> **Supplied text**
--

Cancer cells are often hallmarked by stress but take advantage of intrinsic protein homeostasis mechanisms to increase their resistance to stress-induced cell death. Multiple myeloma (MM) cancer cells rely heavily on endoplasmic reticulum-associated degradation (ERAD) to decrease the toxic levels of misfolded proteins that cause stress. Current therapeutic agents create more stress to induce MM cell death, but the robust and dynamically responsive ERAD mechanism elevates resistance to them which unwittingly supports cancer progression. The research will build on John’s previous work in proteostasis and ubiquitin biology to establish ERAD mediated by the Hrd1 ubiquitin ligase complex as a new therapeutic target in cancer. 

“This Fellowship is going to allow me to explore a new strategy for cancer intervention,” said John. “By understanding the fundamental nature of complexes responsible for protein degradation and the dynamic adaptability of quality control mechanisms, we can leverage that insight to develop compounds that impair or augment ERAD as a way to stop cancer cells from being able to grow.”

--

> **Required action 1**
Answer these questions using the passage on ERAD and multiple myeloma:
(a) What do multiple myeloma cells rely heavily on to decrease toxic levels of misfolded proteins?
(b) ERAD mediated by which ubiquitin ligase complex does the research aim to establish as a new therapeutic target?
(c) According to John, what will the Fellowship allow him to explore?
> **Required action 2**
Carry on the passage about ERAD and multiple myeloma, starting right after its final quotation from John.

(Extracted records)
--

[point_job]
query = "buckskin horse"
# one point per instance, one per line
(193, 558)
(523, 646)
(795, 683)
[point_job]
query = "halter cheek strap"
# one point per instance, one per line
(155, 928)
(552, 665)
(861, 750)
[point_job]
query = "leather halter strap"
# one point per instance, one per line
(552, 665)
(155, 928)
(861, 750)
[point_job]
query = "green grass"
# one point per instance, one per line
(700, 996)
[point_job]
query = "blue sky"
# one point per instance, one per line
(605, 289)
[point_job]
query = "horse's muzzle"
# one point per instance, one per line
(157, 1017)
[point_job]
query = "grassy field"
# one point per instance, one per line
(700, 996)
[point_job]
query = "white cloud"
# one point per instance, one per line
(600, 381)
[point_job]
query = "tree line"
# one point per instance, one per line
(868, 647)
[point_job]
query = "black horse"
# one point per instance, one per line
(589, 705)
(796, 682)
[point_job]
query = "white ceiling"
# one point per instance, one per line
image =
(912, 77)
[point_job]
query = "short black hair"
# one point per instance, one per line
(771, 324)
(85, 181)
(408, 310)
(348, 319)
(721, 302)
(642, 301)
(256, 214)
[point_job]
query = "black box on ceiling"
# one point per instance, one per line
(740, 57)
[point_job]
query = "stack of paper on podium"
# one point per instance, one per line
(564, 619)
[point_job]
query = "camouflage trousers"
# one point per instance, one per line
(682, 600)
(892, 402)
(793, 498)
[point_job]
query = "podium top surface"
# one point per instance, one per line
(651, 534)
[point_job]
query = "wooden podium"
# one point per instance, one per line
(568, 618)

--

> **Written reply 1**
(a) Endoplasmic reticulum-associated degradation (ERAD).
(b) The Hrd1 ubiquitin ligase complex.
(c) A new strategy for cancer intervention.

> **Written reply 2**
John has become a world-leader in his field researching the molecular mechanisms underpinning protein quality control in the ER, and in particular how specific substrates are identified and degraded by ER-associated ubiquitin ligases. 

Head of Department Professor Andrew Carr commented: “This exciting programme has the potential to lay the groundwork for the identification of new targets that may prove valuable for therapeutic intervention in cancer and other diseases associated with dysfunctional proteostasis, such as diabetes and neurodegeneration.”

Cancer Research UK Senior Fellowships support group leaders to further develop their own research programme and build their reputation as a world-leader in their cancer research field.

The research will start in January 2020 and run for six years.